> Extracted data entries
════════════════
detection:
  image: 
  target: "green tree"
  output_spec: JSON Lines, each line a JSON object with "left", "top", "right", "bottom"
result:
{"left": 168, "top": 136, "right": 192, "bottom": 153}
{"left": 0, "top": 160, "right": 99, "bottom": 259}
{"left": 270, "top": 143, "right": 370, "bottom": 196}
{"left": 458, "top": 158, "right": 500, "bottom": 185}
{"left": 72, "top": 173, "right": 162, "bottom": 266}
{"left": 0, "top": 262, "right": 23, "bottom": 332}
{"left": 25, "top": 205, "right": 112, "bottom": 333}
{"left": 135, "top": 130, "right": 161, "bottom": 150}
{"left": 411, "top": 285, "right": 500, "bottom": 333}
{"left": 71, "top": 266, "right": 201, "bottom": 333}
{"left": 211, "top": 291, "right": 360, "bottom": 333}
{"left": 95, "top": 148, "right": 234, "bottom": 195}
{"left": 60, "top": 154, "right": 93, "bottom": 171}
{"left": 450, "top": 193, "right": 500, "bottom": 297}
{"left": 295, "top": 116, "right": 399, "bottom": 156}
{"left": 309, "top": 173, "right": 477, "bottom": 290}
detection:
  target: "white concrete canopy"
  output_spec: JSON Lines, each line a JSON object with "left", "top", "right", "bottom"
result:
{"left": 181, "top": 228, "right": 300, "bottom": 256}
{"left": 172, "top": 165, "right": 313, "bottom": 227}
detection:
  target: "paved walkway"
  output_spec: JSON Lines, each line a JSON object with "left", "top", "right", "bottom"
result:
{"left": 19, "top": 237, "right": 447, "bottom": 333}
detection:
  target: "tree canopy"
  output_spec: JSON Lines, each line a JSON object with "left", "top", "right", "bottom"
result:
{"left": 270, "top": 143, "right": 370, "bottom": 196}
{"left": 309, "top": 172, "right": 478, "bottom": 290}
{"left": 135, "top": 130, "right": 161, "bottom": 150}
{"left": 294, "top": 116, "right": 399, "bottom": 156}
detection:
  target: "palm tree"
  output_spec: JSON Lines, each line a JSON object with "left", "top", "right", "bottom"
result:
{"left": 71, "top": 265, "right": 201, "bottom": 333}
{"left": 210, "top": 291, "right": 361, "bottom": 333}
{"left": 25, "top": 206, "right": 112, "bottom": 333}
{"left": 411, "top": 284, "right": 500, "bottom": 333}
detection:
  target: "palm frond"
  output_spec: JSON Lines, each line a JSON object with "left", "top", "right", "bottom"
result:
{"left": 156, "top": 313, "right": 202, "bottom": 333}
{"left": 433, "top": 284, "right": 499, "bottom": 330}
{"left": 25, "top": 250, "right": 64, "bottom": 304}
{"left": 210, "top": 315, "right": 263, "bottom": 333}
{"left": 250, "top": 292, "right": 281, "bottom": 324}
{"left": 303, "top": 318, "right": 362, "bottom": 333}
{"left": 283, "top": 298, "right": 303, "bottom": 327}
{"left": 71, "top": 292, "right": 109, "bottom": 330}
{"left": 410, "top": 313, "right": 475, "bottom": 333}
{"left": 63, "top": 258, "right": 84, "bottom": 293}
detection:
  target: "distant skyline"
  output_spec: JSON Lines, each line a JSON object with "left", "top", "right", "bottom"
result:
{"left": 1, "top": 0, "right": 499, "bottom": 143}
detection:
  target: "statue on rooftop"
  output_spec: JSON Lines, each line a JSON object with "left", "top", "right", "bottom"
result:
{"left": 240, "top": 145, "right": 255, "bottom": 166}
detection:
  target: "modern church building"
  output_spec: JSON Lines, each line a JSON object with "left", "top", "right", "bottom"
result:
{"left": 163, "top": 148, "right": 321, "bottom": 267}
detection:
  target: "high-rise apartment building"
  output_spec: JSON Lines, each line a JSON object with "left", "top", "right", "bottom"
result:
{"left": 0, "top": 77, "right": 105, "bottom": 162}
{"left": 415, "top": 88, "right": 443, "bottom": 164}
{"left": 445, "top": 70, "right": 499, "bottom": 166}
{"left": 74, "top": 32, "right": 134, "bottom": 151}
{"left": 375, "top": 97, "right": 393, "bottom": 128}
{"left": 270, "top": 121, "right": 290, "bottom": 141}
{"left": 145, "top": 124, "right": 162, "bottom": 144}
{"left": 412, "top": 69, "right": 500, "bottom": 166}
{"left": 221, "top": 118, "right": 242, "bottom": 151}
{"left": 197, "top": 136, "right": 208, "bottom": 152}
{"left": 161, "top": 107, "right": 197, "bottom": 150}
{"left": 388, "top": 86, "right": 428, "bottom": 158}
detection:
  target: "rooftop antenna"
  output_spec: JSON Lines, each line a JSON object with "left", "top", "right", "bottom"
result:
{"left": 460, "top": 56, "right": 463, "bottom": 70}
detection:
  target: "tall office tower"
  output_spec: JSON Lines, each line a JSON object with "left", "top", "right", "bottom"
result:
════════════════
> TO DO
Write out an exact copy of every record shown above.

> OUTPUT
detection:
  image: 
  target: "green tree"
  output_spec: JSON Lines, each line a JSON object with "left", "top", "right", "bottom"
result:
{"left": 168, "top": 136, "right": 192, "bottom": 153}
{"left": 0, "top": 160, "right": 99, "bottom": 259}
{"left": 270, "top": 143, "right": 370, "bottom": 196}
{"left": 458, "top": 158, "right": 500, "bottom": 185}
{"left": 72, "top": 173, "right": 162, "bottom": 266}
{"left": 0, "top": 262, "right": 23, "bottom": 332}
{"left": 25, "top": 205, "right": 112, "bottom": 333}
{"left": 135, "top": 130, "right": 161, "bottom": 150}
{"left": 411, "top": 285, "right": 500, "bottom": 333}
{"left": 71, "top": 266, "right": 201, "bottom": 333}
{"left": 211, "top": 291, "right": 360, "bottom": 333}
{"left": 95, "top": 148, "right": 234, "bottom": 195}
{"left": 60, "top": 154, "right": 93, "bottom": 171}
{"left": 450, "top": 193, "right": 500, "bottom": 297}
{"left": 295, "top": 116, "right": 399, "bottom": 156}
{"left": 309, "top": 173, "right": 477, "bottom": 290}
detection:
  target: "white concrete canopy"
  output_spec: JSON Lines, each line a JSON object with "left", "top", "right", "bottom"
result:
{"left": 181, "top": 228, "right": 300, "bottom": 256}
{"left": 172, "top": 165, "right": 313, "bottom": 227}
detection:
  target: "paved walkway"
  output_spec: JSON Lines, each line a JSON object with "left", "top", "right", "bottom"
result:
{"left": 19, "top": 237, "right": 447, "bottom": 333}
detection:
  target: "tree canopy"
  output_spec: JSON Lines, each line a JSON object with "left", "top", "right", "bottom"
result:
{"left": 270, "top": 143, "right": 370, "bottom": 196}
{"left": 309, "top": 172, "right": 478, "bottom": 290}
{"left": 135, "top": 130, "right": 161, "bottom": 150}
{"left": 294, "top": 116, "right": 399, "bottom": 156}
detection:
  target: "palm tree"
  output_spec: JSON Lines, each line a JSON object with "left", "top", "right", "bottom"
result:
{"left": 71, "top": 265, "right": 201, "bottom": 333}
{"left": 210, "top": 291, "right": 361, "bottom": 333}
{"left": 25, "top": 206, "right": 112, "bottom": 333}
{"left": 411, "top": 284, "right": 500, "bottom": 333}
detection:
  target: "palm frond"
  output_spec: JSON Lines, each line a JSON object with "left", "top", "right", "bottom"
result:
{"left": 156, "top": 313, "right": 202, "bottom": 333}
{"left": 433, "top": 284, "right": 499, "bottom": 330}
{"left": 25, "top": 250, "right": 64, "bottom": 304}
{"left": 210, "top": 315, "right": 263, "bottom": 333}
{"left": 250, "top": 292, "right": 281, "bottom": 324}
{"left": 303, "top": 318, "right": 362, "bottom": 333}
{"left": 283, "top": 298, "right": 303, "bottom": 327}
{"left": 71, "top": 292, "right": 109, "bottom": 330}
{"left": 410, "top": 313, "right": 475, "bottom": 333}
{"left": 63, "top": 258, "right": 84, "bottom": 293}
detection:
  target: "distant skyline"
  output_spec: JSON Lines, each line a JSON object with "left", "top", "right", "bottom"
result:
{"left": 1, "top": 0, "right": 499, "bottom": 143}
detection:
  target: "statue on rooftop"
  output_spec: JSON Lines, each line a JSON object with "left", "top", "right", "bottom"
result:
{"left": 240, "top": 145, "right": 255, "bottom": 166}
detection:
  target: "modern church building"
  output_spec: JSON Lines, each line a JSON object with "left", "top", "right", "bottom"
result:
{"left": 163, "top": 148, "right": 321, "bottom": 267}
detection:
  target: "high-rise apartment building"
  output_spec: JSON Lines, each line a JSON object with "left", "top", "right", "bottom"
result:
{"left": 0, "top": 77, "right": 105, "bottom": 162}
{"left": 415, "top": 88, "right": 443, "bottom": 164}
{"left": 445, "top": 70, "right": 499, "bottom": 166}
{"left": 74, "top": 32, "right": 134, "bottom": 151}
{"left": 375, "top": 97, "right": 393, "bottom": 128}
{"left": 270, "top": 121, "right": 290, "bottom": 141}
{"left": 145, "top": 124, "right": 162, "bottom": 144}
{"left": 412, "top": 69, "right": 500, "bottom": 166}
{"left": 221, "top": 118, "right": 242, "bottom": 151}
{"left": 197, "top": 136, "right": 208, "bottom": 152}
{"left": 161, "top": 107, "right": 197, "bottom": 150}
{"left": 388, "top": 86, "right": 428, "bottom": 158}
detection:
  target: "rooftop antenna"
  output_spec: JSON Lines, each line a JSON object with "left", "top", "right", "bottom"
result:
{"left": 460, "top": 56, "right": 463, "bottom": 70}
detection:
  target: "tall office tower"
  output_spec: JSON Lines, each line a JSON object with "left", "top", "right", "bottom"
result:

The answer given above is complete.